┌──

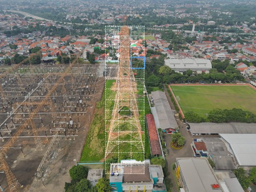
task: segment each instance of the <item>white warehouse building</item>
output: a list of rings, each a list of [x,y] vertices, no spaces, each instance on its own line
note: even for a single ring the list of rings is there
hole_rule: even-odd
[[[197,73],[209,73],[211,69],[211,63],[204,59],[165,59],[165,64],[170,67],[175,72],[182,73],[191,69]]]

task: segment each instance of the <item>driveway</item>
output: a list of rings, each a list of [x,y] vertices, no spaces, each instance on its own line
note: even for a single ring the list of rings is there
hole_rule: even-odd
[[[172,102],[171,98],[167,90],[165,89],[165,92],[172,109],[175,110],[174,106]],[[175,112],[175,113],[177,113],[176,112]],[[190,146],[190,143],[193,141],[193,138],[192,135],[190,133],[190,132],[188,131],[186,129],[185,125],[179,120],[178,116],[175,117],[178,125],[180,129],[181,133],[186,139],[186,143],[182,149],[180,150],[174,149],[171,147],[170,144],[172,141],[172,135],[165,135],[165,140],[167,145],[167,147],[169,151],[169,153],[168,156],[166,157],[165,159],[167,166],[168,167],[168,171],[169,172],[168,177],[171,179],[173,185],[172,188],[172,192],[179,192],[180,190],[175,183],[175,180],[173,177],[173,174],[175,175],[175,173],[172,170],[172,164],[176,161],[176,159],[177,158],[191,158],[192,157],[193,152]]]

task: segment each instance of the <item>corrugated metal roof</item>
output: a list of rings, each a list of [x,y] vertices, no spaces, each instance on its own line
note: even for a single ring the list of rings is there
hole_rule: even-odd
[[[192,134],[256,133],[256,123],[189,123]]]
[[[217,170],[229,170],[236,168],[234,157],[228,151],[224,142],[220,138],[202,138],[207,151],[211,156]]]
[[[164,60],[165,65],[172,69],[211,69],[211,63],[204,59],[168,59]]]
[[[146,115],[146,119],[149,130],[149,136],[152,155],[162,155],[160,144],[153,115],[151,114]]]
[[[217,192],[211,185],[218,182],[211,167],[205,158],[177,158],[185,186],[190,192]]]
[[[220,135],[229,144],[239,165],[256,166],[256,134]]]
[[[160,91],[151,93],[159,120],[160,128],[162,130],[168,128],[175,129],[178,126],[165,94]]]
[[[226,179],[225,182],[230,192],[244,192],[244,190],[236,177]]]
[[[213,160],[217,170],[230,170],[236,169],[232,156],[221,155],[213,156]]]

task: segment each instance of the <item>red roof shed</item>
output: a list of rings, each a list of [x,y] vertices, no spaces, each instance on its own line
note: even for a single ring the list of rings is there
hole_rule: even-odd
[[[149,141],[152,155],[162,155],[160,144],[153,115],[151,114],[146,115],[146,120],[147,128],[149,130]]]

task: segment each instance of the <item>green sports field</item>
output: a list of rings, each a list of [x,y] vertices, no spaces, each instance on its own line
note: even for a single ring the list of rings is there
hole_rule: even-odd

└──

[Goal of the exercise]
Extract every line of the listing above that contains the string "roof". Case counts.

[Reply]
task: segment each instance of the <item>corrugated metal roof</item>
task: segment each instance of the <item>red roof shed</item>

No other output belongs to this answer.